Make an exact copy of the entries, and keep any pictures out of it.

[Point annotations for photos]

__________

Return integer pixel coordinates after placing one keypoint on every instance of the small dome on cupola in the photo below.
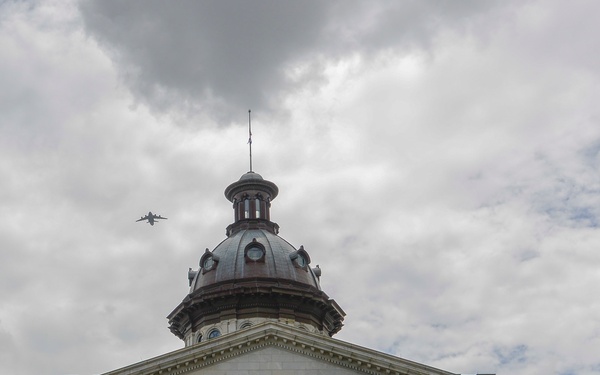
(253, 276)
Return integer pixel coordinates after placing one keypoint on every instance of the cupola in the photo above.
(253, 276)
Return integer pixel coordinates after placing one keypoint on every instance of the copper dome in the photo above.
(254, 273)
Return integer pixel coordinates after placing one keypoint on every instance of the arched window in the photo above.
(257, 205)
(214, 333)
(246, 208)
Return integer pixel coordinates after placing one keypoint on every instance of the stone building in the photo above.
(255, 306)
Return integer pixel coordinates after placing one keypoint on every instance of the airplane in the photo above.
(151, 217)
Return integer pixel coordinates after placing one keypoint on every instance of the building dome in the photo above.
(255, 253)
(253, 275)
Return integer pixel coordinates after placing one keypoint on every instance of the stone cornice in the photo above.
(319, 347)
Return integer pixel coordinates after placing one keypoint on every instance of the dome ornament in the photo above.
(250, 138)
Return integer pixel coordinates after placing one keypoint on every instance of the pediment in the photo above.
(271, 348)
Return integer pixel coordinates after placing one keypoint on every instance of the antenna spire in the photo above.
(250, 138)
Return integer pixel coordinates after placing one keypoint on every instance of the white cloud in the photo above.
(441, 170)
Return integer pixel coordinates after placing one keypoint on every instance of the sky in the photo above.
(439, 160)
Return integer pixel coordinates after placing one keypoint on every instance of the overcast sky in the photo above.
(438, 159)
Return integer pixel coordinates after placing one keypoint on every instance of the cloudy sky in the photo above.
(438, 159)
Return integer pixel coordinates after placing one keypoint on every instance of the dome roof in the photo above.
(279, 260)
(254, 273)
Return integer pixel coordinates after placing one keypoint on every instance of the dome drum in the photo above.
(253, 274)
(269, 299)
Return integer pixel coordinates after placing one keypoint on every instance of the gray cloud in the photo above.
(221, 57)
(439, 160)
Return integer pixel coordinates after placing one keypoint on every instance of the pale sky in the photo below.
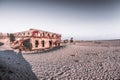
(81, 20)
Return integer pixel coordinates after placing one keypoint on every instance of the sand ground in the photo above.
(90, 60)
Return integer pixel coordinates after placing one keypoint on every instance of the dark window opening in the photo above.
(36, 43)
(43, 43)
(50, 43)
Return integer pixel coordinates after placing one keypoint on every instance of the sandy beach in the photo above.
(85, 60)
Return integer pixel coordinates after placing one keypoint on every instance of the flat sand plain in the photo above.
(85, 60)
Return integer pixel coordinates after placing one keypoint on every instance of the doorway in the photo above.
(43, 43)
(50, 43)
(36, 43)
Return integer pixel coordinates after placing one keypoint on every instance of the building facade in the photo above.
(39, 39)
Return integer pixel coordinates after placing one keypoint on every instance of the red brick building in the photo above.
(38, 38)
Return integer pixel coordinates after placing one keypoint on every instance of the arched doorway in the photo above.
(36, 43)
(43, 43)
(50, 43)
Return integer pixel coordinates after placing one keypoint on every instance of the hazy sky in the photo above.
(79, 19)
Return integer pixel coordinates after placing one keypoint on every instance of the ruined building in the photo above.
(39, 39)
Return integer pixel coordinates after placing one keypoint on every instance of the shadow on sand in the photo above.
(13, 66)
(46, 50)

__________

## Full output
Return integer pixel coordinates after placing one keypoint on every instance of the small dome on cupola in the photo below.
(253, 276)
Return integer pixel coordinates after placing one keypoint on every instance of the cupola in the photo above.
(253, 276)
Return integer pixel coordinates after placing one keypoint on every instance of the copper dome in the photo above.
(254, 273)
Return integer pixel coordinates after placing one keypoint on every instance of the arched window in the photo above.
(257, 205)
(214, 333)
(246, 208)
Return integer pixel coordinates after placing one keypoint on every instance of the stone building in the photo above.
(255, 306)
Return integer pixel coordinates after placing one keypoint on every instance of the airplane in the photo above.
(151, 217)
Return integer pixel coordinates after placing one keypoint on every instance of the building dome in the photo above.
(255, 253)
(253, 275)
Return integer pixel coordinates after placing one keypoint on every instance of the stone cornice in the photo above.
(319, 347)
Return integer pixel coordinates after placing one keypoint on every instance of the dome ornament in the photo above.
(250, 138)
Return integer pixel coordinates after placing one keypoint on every instance of the pediment in the photo above.
(271, 348)
Return integer pixel coordinates after placing one keypoint on every instance of the antenna spire in the photo above.
(250, 138)
Return integer pixel coordinates after placing one keypoint on every instance of the white cloud in the photo above.
(441, 170)
Return integer pixel coordinates after placing one keypoint on every instance of the sky in the photo above.
(439, 160)
Return integer pixel coordinates after placing one keypoint on every instance of the overcast sky in the photo above.
(438, 159)
Return integer pixel coordinates after placing one keypoint on every instance of the cloudy sky in the photo above.
(438, 159)
Return integer pixel coordinates after placing one keypoint on every instance of the dome roof in the photo above.
(279, 260)
(254, 273)
Return integer pixel coordinates after placing one keypoint on every instance of the dome drum in the photo above.
(253, 274)
(269, 299)
Return integer pixel coordinates after placing one keypoint on every instance of the gray cloud in the photo above.
(221, 57)
(439, 160)
Return integer pixel coordinates after placing one keypoint on every instance of the pale sky in the photo below.
(81, 20)
Return integer pixel coordinates after placing one keypoint on every instance of the sand ground in the photo above.
(90, 60)
Return integer pixel coordinates after placing one keypoint on every instance of the dark window opening in the photo above.
(36, 43)
(43, 43)
(50, 43)
Return integer pixel coordinates after placing one keypoint on every instance of the sandy beach in the photo above.
(85, 60)
Return integer pixel coordinates after placing one keypoint on every instance of the flat sand plain in the photo above.
(85, 60)
Return integer pixel coordinates after placing one keypoint on every instance of the doorway in the photo above.
(43, 43)
(50, 43)
(36, 43)
Return integer pixel coordinates after placing one keypoint on every instance of the building facade in the photo above.
(39, 39)
Return integer pixel coordinates after placing one keypoint on every instance of the red brick building in the photo above.
(38, 38)
Return integer pixel coordinates after placing one keypoint on every instance of the arched doorway in the photo above.
(36, 43)
(43, 43)
(50, 43)
Return integer pixel coordinates after placing one keypoint on every instance of the hazy sky in the photo above.
(79, 19)
Return integer pixel coordinates after placing one keypoint on every instance of the ruined building in the photo above.
(39, 39)
Return integer pixel coordinates after placing one keypoint on every instance of the shadow on sand in the photo above.
(13, 66)
(46, 50)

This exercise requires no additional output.